§ **EXCERPTED PASSAGE**:
━━━━━━━━━━━━━━━━━━━━

09 September 2010

The end of the intranet

The intranet, every internal communicators dream. With the rise of the intranet in the past 10 to 15 years we were in communicators heaven. Finally our news messages could reach every employee. And with a single point of entry, we could finally make all important information available to every single employee in the world!

Well, those of you involved in the intranet know what happened. Intranets are often rated 5 or 6 out of 10 in employee surveys, news messages are not read by the majority of the employees, and let's face it. How difficult can it be to find anything in the ever expanding intranets of major organizations?

With the rise of Google, social media and the unprecedented eruption of information available to us all, the intranet has lost its appeal even more. Why search through complex navigation, when a simple question in my social network is more effective? In our organization our intranet is competing with Facebook pages made by our local offices. Security risk? Maybe, but let's face it, how much information on our intranet is really confidential? And what an advantage it is for mobile employees to have access anywhere, anytime, anyplace, without having to go through our corporate firewalls.

O.K, let me be provocative: my prediction is that the intranet as we know it will have disappeared in the coming five years. All that will be left is a digital repository, an archive. And our dream? Well, it had all the makings of a fairy tale, but it is starting to look like a nightmare now.

Time for new dreams, what a great challenge ahead of us: life after the intranet. Question is: who dares to pull the plug on our old dream baby?


  1. Hi Jan, interesting question. The past decade I have seen large amounts money being spent on intranet development. Especially on the large enterprise CMS-driven intranets with an ever increasing level of custom made additions. Why do organizations want to safeguard the publication of intranet content? For a large part it is an instinctive drive that comes from the idea that information ownership is market dominance: e.g. patents. And for governments confidentiality is part of the law. The intranet carries the load of this shielding drive.
    It is better to separate the presentation from the data. The data is stored in repositories with simple tools to manage that data and the intranet is freed up to become about communication again.
    The future intranet can then be all about dialogue, openness and easy of use for everyone in the company. You need a community manager (a human :-) to tap into the company wide online dialogue and highlight what makes the company unique. In a technical sense the intranet is a layer for social media, access to applications and (secure) data access through a search engine. So goodbye to CMS-driven intranets (and maybe even your e-mail)? That’s the big challenge for the coming 5 years.

━━━━━━━━━━━━━━━━━━━━

§ **ITEMS**:
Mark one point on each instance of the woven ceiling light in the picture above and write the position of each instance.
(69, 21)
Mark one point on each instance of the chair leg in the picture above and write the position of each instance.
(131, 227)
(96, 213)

━━━━━━━━━━━━━━━━━━━━

§ **TASK STATEMENT**: In the post on the end of the intranet, what rating do intranets often receive in employee surveys?

§ **EXERCISE RESULT**: 5 or 6 out of 10